■ **Texte présenté**:
Circulaire d’Hortefeux

Selon la direction du PS, les départements concernés sont l’Ardèche, les Ardennes, l’Aude, le Calvados, le Cher, la Dordogne, l’Eure, le Lot, le Pas-de-Calais, la Haute-Marne, le Bas-Rhin, la Seine-Maritime, la Vendée, le Vaucluse et l’Yonne. « Dans l’Ardèche, l’Eure, on n’arrive pas à avoir les choses. Dans l’Yonne, on n’a rien. En Vendée on n’a rien. En Dordogne, ils disent qu’ils n’ont pas de listes », s’agace Christophe Borgel, secrétaire national du PS aux élections et aux fédérations, interrogé par publicsenat.fr.

Solférino avait pourtant reçu des assurances de Beauvau. Le PS s’appuie sur une circulaire de fin 2010 de Brice Hortefeux, alors ministre de l'Intérieur (voir extrait ci-dessus). Elle demande aux préfectures de communiquer les listes électorales au PS. Tout citoyen, association ou parti a le droit de les consulter. « Vous êtes donc tenus de communiquer la totalité, ou un extrait de la liste électorale de chaque commune suivant la demande », précise la circulaire, « soit sur support papier, soit sur support informatique », s’il existe, ce qui n’est pas toujours le cas.

« Copé a donné le signal »

■ **Objectif de l'exercice**: Recopiez fidèlement, dans le texte sur la circulaire d'Hortefeux, tout le passage depuis « Circulaire d’Hortefeux » jusqu'à « interrogé par publicsenat.fr. ».

(Entrées enregistrées)
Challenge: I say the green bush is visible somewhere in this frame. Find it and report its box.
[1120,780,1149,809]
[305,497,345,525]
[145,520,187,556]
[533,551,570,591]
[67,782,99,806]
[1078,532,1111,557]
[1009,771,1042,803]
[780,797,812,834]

■ **Réponse**:
Circulaire d’Hortefeux

Selon la direction du PS, les départements concernés sont l’Ardèche, les Ardennes, l’Aude, le Calvados, le Cher, la Dordogne, l’Eure, le Lot, le Pas-de-Calais, la Haute-Marne, le Bas-Rhin, la Seine-Maritime, la Vendée, le Vaucluse et l’Yonne. « Dans l’Ardèche, l’Eure, on n’arrive pas à avoir les choses. Dans l’Yonne, on n’a rien. En Vendée on n’a rien. En Dordogne, ils disent qu’ils n’ont pas de listes », s’agace Christophe Borgel, secrétaire national du PS aux élections et aux fédérations, interrogé par publicsenat.fr.